BEGIN Material provided
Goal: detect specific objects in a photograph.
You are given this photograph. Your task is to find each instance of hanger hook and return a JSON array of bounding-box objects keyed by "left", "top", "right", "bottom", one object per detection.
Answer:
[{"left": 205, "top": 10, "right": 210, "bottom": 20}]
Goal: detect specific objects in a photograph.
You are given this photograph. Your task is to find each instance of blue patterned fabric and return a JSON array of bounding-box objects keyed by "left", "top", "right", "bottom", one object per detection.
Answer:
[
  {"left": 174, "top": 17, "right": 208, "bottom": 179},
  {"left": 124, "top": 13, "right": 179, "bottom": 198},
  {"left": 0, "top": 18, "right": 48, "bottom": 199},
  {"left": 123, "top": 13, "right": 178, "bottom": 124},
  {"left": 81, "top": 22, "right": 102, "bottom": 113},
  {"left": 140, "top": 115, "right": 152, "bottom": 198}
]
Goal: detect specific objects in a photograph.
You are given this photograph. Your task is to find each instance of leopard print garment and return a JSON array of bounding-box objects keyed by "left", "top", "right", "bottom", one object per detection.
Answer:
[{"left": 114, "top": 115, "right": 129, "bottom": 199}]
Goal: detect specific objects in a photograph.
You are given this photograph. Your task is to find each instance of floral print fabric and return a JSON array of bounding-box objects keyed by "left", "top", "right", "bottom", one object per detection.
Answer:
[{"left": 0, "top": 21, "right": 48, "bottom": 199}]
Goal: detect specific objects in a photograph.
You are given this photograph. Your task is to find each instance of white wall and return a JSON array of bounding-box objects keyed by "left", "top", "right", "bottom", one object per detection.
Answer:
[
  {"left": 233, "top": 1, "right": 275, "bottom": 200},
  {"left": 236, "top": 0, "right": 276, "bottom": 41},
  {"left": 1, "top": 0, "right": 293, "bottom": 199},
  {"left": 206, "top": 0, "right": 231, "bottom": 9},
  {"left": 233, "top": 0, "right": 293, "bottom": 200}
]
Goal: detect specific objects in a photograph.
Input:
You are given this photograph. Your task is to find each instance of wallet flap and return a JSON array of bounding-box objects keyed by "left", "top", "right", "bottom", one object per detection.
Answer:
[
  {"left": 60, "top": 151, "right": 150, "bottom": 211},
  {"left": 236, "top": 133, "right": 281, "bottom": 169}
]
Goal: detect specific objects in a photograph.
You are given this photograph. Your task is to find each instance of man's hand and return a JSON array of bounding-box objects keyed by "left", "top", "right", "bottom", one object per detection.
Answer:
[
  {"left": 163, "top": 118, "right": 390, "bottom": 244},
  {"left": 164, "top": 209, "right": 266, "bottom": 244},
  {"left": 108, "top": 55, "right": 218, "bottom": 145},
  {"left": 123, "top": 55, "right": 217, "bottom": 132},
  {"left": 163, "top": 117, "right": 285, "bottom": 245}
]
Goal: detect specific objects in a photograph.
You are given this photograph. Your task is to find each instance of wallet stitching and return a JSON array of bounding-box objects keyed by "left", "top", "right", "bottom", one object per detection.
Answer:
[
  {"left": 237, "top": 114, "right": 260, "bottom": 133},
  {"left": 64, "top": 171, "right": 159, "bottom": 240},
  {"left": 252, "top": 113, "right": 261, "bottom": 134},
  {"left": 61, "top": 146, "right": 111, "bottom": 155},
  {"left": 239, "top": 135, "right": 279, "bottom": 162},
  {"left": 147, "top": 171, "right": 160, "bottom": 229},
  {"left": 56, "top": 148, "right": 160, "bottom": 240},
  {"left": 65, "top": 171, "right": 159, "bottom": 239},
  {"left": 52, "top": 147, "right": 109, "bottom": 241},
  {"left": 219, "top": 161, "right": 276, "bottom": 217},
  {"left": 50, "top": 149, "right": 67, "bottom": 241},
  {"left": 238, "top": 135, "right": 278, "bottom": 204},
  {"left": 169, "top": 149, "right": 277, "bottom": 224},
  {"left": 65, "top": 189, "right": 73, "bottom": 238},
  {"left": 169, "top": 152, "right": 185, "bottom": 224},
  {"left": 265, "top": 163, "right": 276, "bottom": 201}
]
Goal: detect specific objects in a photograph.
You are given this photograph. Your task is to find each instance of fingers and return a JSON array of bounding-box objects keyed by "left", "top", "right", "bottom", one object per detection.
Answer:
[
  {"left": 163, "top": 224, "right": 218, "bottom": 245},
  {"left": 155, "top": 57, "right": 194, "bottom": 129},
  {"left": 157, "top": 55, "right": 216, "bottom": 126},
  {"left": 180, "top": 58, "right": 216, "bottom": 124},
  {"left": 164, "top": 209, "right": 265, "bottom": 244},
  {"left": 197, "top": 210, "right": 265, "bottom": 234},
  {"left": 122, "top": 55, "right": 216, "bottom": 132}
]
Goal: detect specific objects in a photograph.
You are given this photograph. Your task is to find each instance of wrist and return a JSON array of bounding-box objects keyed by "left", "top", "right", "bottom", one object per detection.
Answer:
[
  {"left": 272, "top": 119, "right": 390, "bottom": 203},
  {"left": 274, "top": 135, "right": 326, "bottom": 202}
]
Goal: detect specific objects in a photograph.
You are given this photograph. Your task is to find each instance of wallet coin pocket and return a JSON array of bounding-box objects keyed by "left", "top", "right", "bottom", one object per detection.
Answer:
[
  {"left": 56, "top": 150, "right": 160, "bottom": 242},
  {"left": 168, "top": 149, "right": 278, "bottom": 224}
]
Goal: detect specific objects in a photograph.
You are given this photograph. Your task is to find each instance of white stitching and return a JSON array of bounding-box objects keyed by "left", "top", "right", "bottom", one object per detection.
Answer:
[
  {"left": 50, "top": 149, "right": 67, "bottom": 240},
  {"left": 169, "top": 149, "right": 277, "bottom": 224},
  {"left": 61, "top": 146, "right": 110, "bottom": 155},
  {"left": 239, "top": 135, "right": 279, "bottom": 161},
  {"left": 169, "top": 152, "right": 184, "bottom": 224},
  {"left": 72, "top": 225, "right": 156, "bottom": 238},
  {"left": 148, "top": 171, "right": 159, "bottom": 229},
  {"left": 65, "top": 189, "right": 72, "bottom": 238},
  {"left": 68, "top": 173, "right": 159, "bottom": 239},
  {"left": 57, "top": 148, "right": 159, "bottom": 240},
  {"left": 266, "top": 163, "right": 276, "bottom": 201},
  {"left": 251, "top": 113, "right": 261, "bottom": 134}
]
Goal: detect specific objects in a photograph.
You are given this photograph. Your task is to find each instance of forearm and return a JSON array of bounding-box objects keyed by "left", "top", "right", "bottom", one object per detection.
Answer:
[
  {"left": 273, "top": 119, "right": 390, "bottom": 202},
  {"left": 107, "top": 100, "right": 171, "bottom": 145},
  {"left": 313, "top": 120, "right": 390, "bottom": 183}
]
END Material provided
About this task: Retyping the data above exactly and in full is the task.

Exercise answer:
Goal: detect specific objects in a photograph.
You are given this photograph. Your task is to find each instance of hanger hook and return a JSON array of bounding-box objects keyed by "left", "top", "right", "bottom", one object per detection.
Answer:
[{"left": 205, "top": 10, "right": 210, "bottom": 20}]
Goal: detect specific objects in a photograph.
You are given this photograph. Your task is to find each instance of blue patterned fabric and return a JSON array of bounding-box objects keyed by "left", "top", "right", "bottom", one object per detection.
Answer:
[
  {"left": 174, "top": 17, "right": 208, "bottom": 179},
  {"left": 124, "top": 13, "right": 179, "bottom": 198},
  {"left": 0, "top": 18, "right": 48, "bottom": 199},
  {"left": 123, "top": 13, "right": 178, "bottom": 124},
  {"left": 81, "top": 22, "right": 102, "bottom": 113},
  {"left": 140, "top": 115, "right": 152, "bottom": 198}
]
Goal: detect specific objects in a photograph.
You are given this photograph. Your task is to find each instance of leopard print garment and return a JSON array of bounding-box objects keyed by "left", "top", "right", "bottom", one object per detection.
Answer:
[{"left": 114, "top": 115, "right": 129, "bottom": 199}]
Goal: detect specific objects in a photograph.
You are given this photograph. Your task is to find each instance of floral print fabric and return a JSON array of bounding-box objects keyed by "left", "top", "right", "bottom", one object per detection.
Answer:
[{"left": 0, "top": 21, "right": 48, "bottom": 199}]
Goal: detect specific objects in a photograph.
You are given this photograph. Your task is to find each instance of white wall and return a JSON array of bounding-box objects keyed by "left", "top", "right", "bottom", one object per detection.
Answer:
[
  {"left": 233, "top": 1, "right": 275, "bottom": 200},
  {"left": 236, "top": 0, "right": 276, "bottom": 41},
  {"left": 1, "top": 0, "right": 293, "bottom": 199},
  {"left": 206, "top": 0, "right": 231, "bottom": 9},
  {"left": 233, "top": 0, "right": 293, "bottom": 200}
]
Goal: detect specific objects in a photograph.
Input:
You are given this photograph. Your task is to find each instance of wallet flap and return a JSON array of bounding-box objects keyed by "left", "top", "right", "bottom", one object per detection.
Answer:
[
  {"left": 60, "top": 151, "right": 150, "bottom": 211},
  {"left": 236, "top": 133, "right": 281, "bottom": 169}
]
Goal: detect specific objects in a photograph.
You are given this photograph. Your task is to find each instance of man's hand and return a JSON array of bounding-box objects keyed by "left", "top", "right", "bottom", one object per detection.
Answer:
[
  {"left": 163, "top": 118, "right": 390, "bottom": 244},
  {"left": 164, "top": 209, "right": 266, "bottom": 244},
  {"left": 108, "top": 55, "right": 218, "bottom": 145},
  {"left": 123, "top": 55, "right": 217, "bottom": 132},
  {"left": 163, "top": 117, "right": 285, "bottom": 245}
]
Goal: detect specific objects in a photograph.
You are given this photograph. Your task is to find each instance of wallet stitching and return a JSON array of bounding-box objects keyed by "left", "top", "right", "bottom", one object per detection.
Answer:
[
  {"left": 237, "top": 114, "right": 260, "bottom": 133},
  {"left": 64, "top": 171, "right": 159, "bottom": 240},
  {"left": 252, "top": 113, "right": 261, "bottom": 134},
  {"left": 61, "top": 146, "right": 111, "bottom": 155},
  {"left": 239, "top": 135, "right": 279, "bottom": 162},
  {"left": 147, "top": 171, "right": 160, "bottom": 229},
  {"left": 56, "top": 148, "right": 160, "bottom": 240},
  {"left": 65, "top": 171, "right": 159, "bottom": 239},
  {"left": 52, "top": 147, "right": 109, "bottom": 241},
  {"left": 219, "top": 161, "right": 276, "bottom": 217},
  {"left": 50, "top": 149, "right": 67, "bottom": 241},
  {"left": 238, "top": 135, "right": 278, "bottom": 204},
  {"left": 169, "top": 149, "right": 277, "bottom": 224},
  {"left": 65, "top": 189, "right": 73, "bottom": 238},
  {"left": 169, "top": 152, "right": 185, "bottom": 224},
  {"left": 265, "top": 163, "right": 276, "bottom": 201}
]
Goal: detect specific objects in a photograph.
You are given this photograph. Your task is to find each instance of fingers and return a JSON array of bounding-box objects keyed by "left", "top", "right", "bottom", one object per detection.
Answer:
[
  {"left": 163, "top": 224, "right": 218, "bottom": 245},
  {"left": 155, "top": 57, "right": 194, "bottom": 129},
  {"left": 157, "top": 55, "right": 216, "bottom": 126},
  {"left": 180, "top": 58, "right": 216, "bottom": 124},
  {"left": 164, "top": 209, "right": 265, "bottom": 244},
  {"left": 197, "top": 210, "right": 265, "bottom": 234},
  {"left": 122, "top": 55, "right": 216, "bottom": 132}
]
Goal: detect specific objects in a photograph.
You are given this photograph. Your task is to find each instance of wrist and return a JSON array of bounding-box objects keyed by "left", "top", "right", "bottom", one object per detection.
Answer:
[
  {"left": 272, "top": 119, "right": 390, "bottom": 203},
  {"left": 274, "top": 135, "right": 326, "bottom": 202}
]
Goal: detect specific objects in a photograph.
You are given this photograph. Your task is to find each instance of wallet coin pocket and return a JSON array of bounding-box objects keyed by "left", "top", "right", "bottom", one object per detection.
Answer:
[
  {"left": 56, "top": 150, "right": 160, "bottom": 242},
  {"left": 168, "top": 149, "right": 278, "bottom": 224}
]
Goal: detect specific objects in a photograph.
You are given this photograph. Your task is to find each instance of white stitching and return a JSON array of bounding-box objects keyed by "left", "top", "right", "bottom", one object per detection.
Answer:
[
  {"left": 50, "top": 149, "right": 67, "bottom": 240},
  {"left": 169, "top": 149, "right": 277, "bottom": 224},
  {"left": 61, "top": 146, "right": 110, "bottom": 155},
  {"left": 239, "top": 135, "right": 279, "bottom": 161},
  {"left": 169, "top": 152, "right": 184, "bottom": 224},
  {"left": 72, "top": 225, "right": 156, "bottom": 238},
  {"left": 148, "top": 171, "right": 159, "bottom": 229},
  {"left": 65, "top": 189, "right": 72, "bottom": 238},
  {"left": 68, "top": 173, "right": 159, "bottom": 239},
  {"left": 57, "top": 148, "right": 159, "bottom": 240},
  {"left": 266, "top": 163, "right": 276, "bottom": 201},
  {"left": 251, "top": 113, "right": 261, "bottom": 134}
]
Goal: detect specific objects in a photograph.
You are given this photograph. Your task is to find each instance of forearm and return a JSON array of bounding-box objects keyed by "left", "top", "right", "bottom", one object per detection.
Answer:
[
  {"left": 273, "top": 119, "right": 390, "bottom": 202},
  {"left": 107, "top": 100, "right": 171, "bottom": 145},
  {"left": 313, "top": 120, "right": 390, "bottom": 183}
]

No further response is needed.